* _Document excerpt_:
● ● ● ● ●

Furthermore, we are told in Gītā 18:61 that
the lord of all beings
dwells in the place
of the heart,
and causes all beings
to wander in illusion [māyayā],
as if following
a great cosmic map.†For this same verse, Winthrop Sargeant gives the translation “as if fixed on a machine” from the Sanskrit yantra.
Seeing that the agent cannot be assigned sole agency and the importance of divine agency to human action, MacKenzie concludes that this is incompatible with Kant’s ethics and moral psychology, since
To be a moral agent, for Kant, is to be self-legislating. In order to be self-legislating, no external source can be the motivation for moral action. All moral obligations must arise from the rational will.†MacKenzie, op. cit., p. 146.
This summary of Kant is certainly correct as far as it goes. But it is not at all clear that Kant would disagree with the Gītā’s account of mechanical divine causation of human action or that the account of mechanical and divine causation given in the Gītā would rule out the kind of moral motivation that Kant requires for moral action. To see why, we must dig into the metaphysics of freedom a bit, since neither the Gītā nor Kant is either straightforwardly compatibilist or straightforwardly incompatibilist about freedom and human action.
On the surface, one might conclude that the Gītā is arguing for pessimistic incompatibilism: libertarian free-will is necessary for true agency but it is lacking, and as such we are only fooling ourselves if we believe the self is truly an agent. On the other hand, to the degree that the Gītā wants to allow that attributions of moral responsibility can be correctly made, it should also hold that individuals are responsible for their actions in spite of the abundance of other factors leading to the action. We see this tension played out in chapter 16 of the Gītā, which both condemns those of demonic character for erroneously proclaiming, “This has been gained by me today!” (16:15) and explains that it is their clinging to anger, desire, arrogance, force, and “I”-making that causes them to be reborn in lower and lower realms (16:18–9). It seems that the Gītā is trying to have it both ways by both denying agency to the demonic and condemning them for their actions anyway.
Similarly, we see in Gītā 13:29,
One who sees
all actions
done wholly
by means of matter [prakṛti]
and that
one’s own self
is not the agent,
that one sees clearly.
Thus, it is matter not self that acts. But Gītā 18:60 claims,
Son of Kunti,
through that which arises
out of your own nature [svabhāva-jena],
bound by your own action
in confusion
you will do
even that which
you do not want to do.

● ● ● ● ●

* _Provided material_:
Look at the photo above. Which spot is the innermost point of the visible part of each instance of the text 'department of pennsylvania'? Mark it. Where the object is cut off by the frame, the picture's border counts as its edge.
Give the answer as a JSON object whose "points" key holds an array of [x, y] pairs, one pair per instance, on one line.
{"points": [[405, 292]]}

● ● ● ● ●

* _Set exercise 1_:
Summarize the passage on the Gītā and Kant's ethics in two sentences.
* _Set exercise 2_:
Write the next part of the passage on the Gītā, agency and Kant, picking up after its final line.

* _Exercise output 1_:
The passage cites Gītā 18:61 on the lord of all beings dwelling in the heart and causing them to wander in illusion, and reports MacKenzie's conclusion that this divine agency is incompatible with Kant's requirement that a moral agent be self-legislating. The author questions that conclusion, holding that neither the Gītā nor Kant is straightforwardly compatibilist or incompatibilist, and points to a tension in the Gītā, which says in 13:29 that matter rather than self acts yet in chapter 16 condemns the demonic for their actions.

* _Exercise output 2_:
Which makes it seem as though it is Arjuna’s own nature (svabhāva) which is the cause of his (confused) actions, though we were previously told that only matter, not self, acts as the agent. The resolution of this dilemma is that for the Gītā, the true self is not to be identified with any part of the empirical world. The true self is the knower of the world and not a material thing in the world, whether as matter in the Western sense or as prakṛti with its expanded sense of encompassing “mental matter” as well as physical matter. Furthermore, the proper disassociation of the true self from empirical self is an achievement to be sought — enlightenment. Doing so resolves the tension between the Gītā’s incompatibilist emphasis on the ineffectiveness of the agent and its compatibilist insistence on the karmic responsibility of the agent. The agent is an empirical aspect of the individual and thus partially causes various actions and suffers their consequences. Those of demonic character are wrong to think that “This has been gained by me today!” both because the gain is only temporary and because it was brought about only partially by the empirical agent and not at all by the true self. The true self did not cause the action and so will remain aloof from its consequences.
There is a similar tension between compatibilism and incompatibilism in Kant. All actions in the world will be found to have an empirical cause when we investigate them, and human actions are included in this. At the same time, however, for an action to be morally right, there must be something outside of mere empirical causation that bears on the action in question, namely super-empirical causation by the moral law. Thus, we might expect that Kant would be an incompatibilist and a pessimist about freedom, yet he quite clearly believes in freedom. He details his position in the first Critique when examining the third antinomy of reason, the antinomy of freedom:
[I]f we could explore all appearances of his power of choice down to the bottom, there would not be a single human action that we could not with certainty predict and cognize as necessary from its preceding conditions. In regard to this empirical character, therefore, there is no freedom […].
But if we examine the same actions in reference to reason — not, however, speculative reason in order to explain them in terms of their origin, but reason solely insofar as it is itself the cause for producing them — in a word: if we compare these actions with reason in a practical regard, then we find a rule and order quite different from the order of nature.†Kant, Immanuel Critique of Pure Reason (tr. Werner S. Pluhar, Hackett Publishing), A 550/B 578.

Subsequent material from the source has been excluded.